• _Written task 1_:
Show every line of the records that contains the string "bbox". Case counts.

• _Selected extract_:
▽

30×30: Update on Our Equity Efforts

30×30: Update on Our Equity Efforts 1024 683 California Wilderness Coalition

Starting earlier this year, the California Natural Resources Agency (CNRA) started holding workshops to receive public input for both different regions throughout the state and on different topics that relate to the 30×30 (read as 30 by 30) conservation movement and planning. One such workshop held was on the topic of advancing equity as it relates to 30×30.

Below is a comment letter submitted by the 30×30 California Coalition’s Equity Subgroup. This document was co-created by CalWild’s André Sanchez and several key partners in response to the CNRA’s June 15th Using Nature-Based Solutions to Advance Equity topical workshop and the “Using Nature-Based Solutions to Advance Equity Advisory Panel Summary Document.”  In the document, the Equity Subgroup puts forth several suggestions to CNRA on how to advance equity under 30×30 including potential measurable outcomes, how to better improve the public process for engagement on 30×30, and expanding and protecting cultural heritage sites.

For more information on California’s 30×30 process, please visit the California Natural Resource Agency’s Expanding Nature Based Solutions page.

30×30 California Coalition Equity Committee Comment Letter

June 25, 2021

Dear Deputy Secretary Norris,

On behalf of the 30×30 California Coalition’s Equity Committee, we are writing to provide our response to California Natural Resources Agency’s (CNRA’s) June 15th Using Nature-Based Solutions to Advance Equity topical workshop and the “Using Nature-Based Solutions to Advance Equity Advisory Panel Summary Document.” Our organizations appreciate CNRA’s invitation to submit detailed written comments to follow up on the issues we raised verbally during the workshop.

Our group represents a diverse group of organizations that are working to support the State’s efforts to conserve at least 30% of California by 2030. Our organizations work on a broad spectrum of climate and social justice issues, and it is our firm belief that the state of California has both a unique opportunity and a profound moral responsibility to lead boldly on 30×30. We support the Parks Now Principles and Recommendations for Equitable Implementation of 30×30 Initiative and have drafted the following points as a guide for approaching the 30×30 process with an equity lens.

△

• _Written task 2_:
Which suggestions to CNRA does the 30×30 equity update say the Equity Subgroup puts forth?

• _Data for processing_:
▽

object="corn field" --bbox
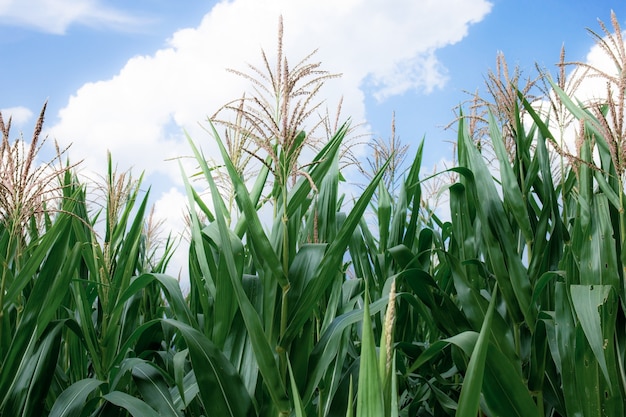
[0,16,626,417]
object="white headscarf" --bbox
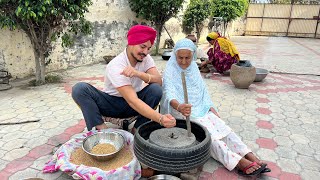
[160,38,214,118]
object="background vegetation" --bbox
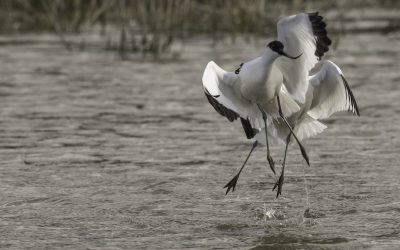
[0,0,400,57]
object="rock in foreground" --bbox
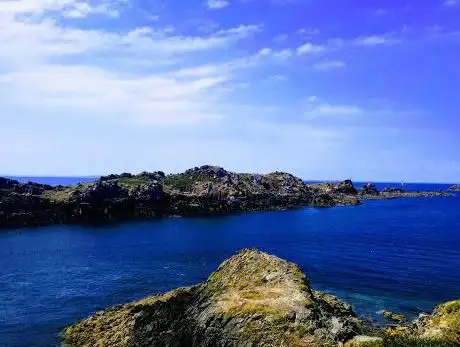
[449,184,460,192]
[63,250,362,347]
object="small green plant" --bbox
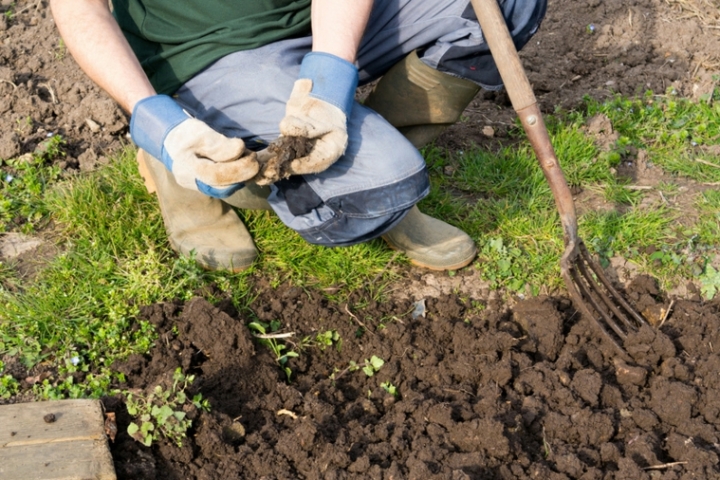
[315,330,342,351]
[248,320,299,382]
[330,355,385,383]
[380,381,400,398]
[126,368,210,447]
[480,237,537,293]
[700,264,720,300]
[0,360,20,398]
[0,135,65,233]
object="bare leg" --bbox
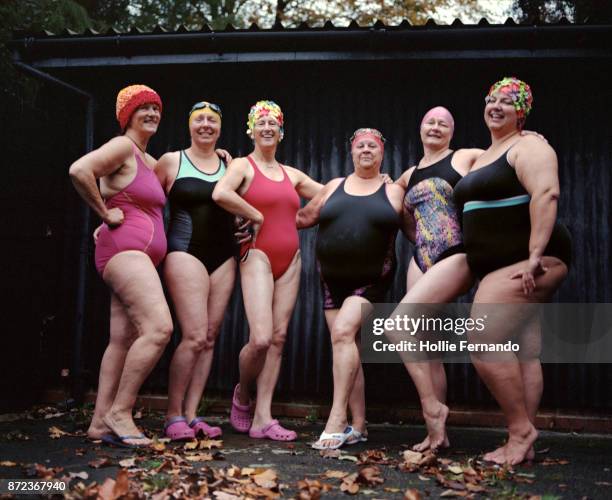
[394,253,473,451]
[184,258,236,422]
[87,293,136,439]
[253,251,302,429]
[321,296,369,447]
[472,257,567,465]
[103,251,172,445]
[164,252,210,420]
[348,363,368,437]
[238,249,274,405]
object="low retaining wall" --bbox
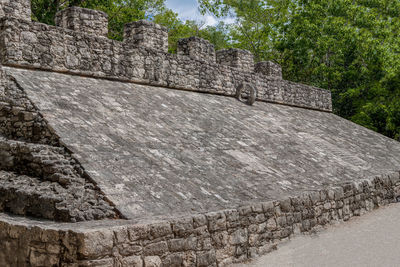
[0,172,400,267]
[0,18,332,112]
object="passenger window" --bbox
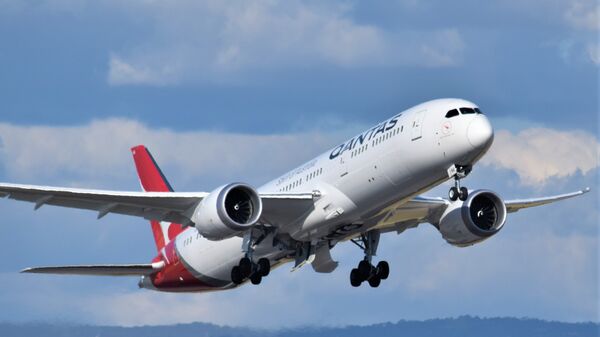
[446,109,458,118]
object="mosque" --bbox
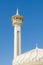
[12,10,43,65]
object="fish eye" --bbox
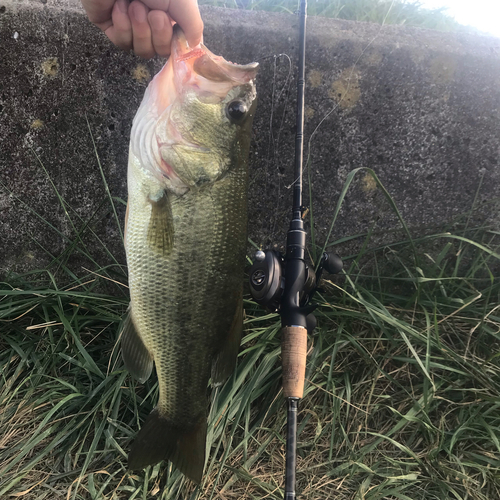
[226,101,248,122]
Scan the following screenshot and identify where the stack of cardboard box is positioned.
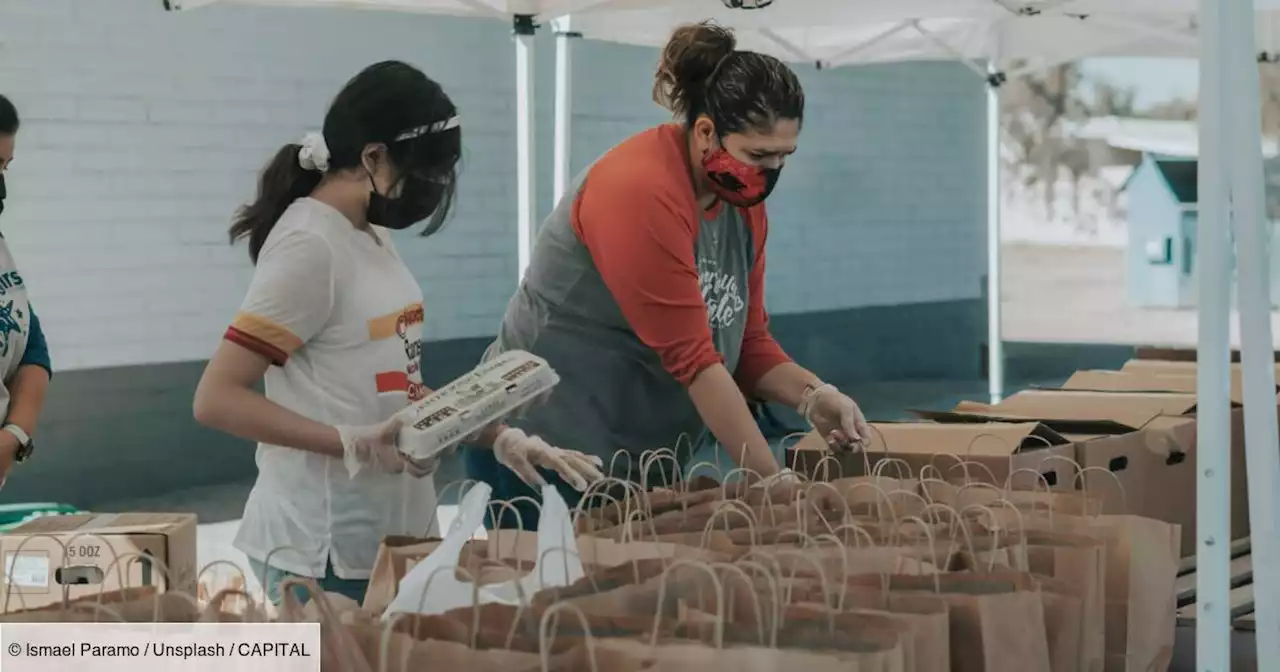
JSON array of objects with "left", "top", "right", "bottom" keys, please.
[{"left": 788, "top": 349, "right": 1280, "bottom": 556}]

△

• _Complete answer 1_:
object="corn field" --bbox
object="white headscarf" --bbox
object="background vegetation" --bbox
object="rock in foreground" --bbox
object="small green plant" --bbox
object="bare leg" --bbox
object="low retaining wall" --bbox
object="passenger window" --bbox
object="mosque" --bbox
object="fish eye" --bbox

• _Complete answer 2_:
- Potential measurable outcomes
- How to better improve the public process for engagement on 30×30
- Expanding and protecting cultural heritage sites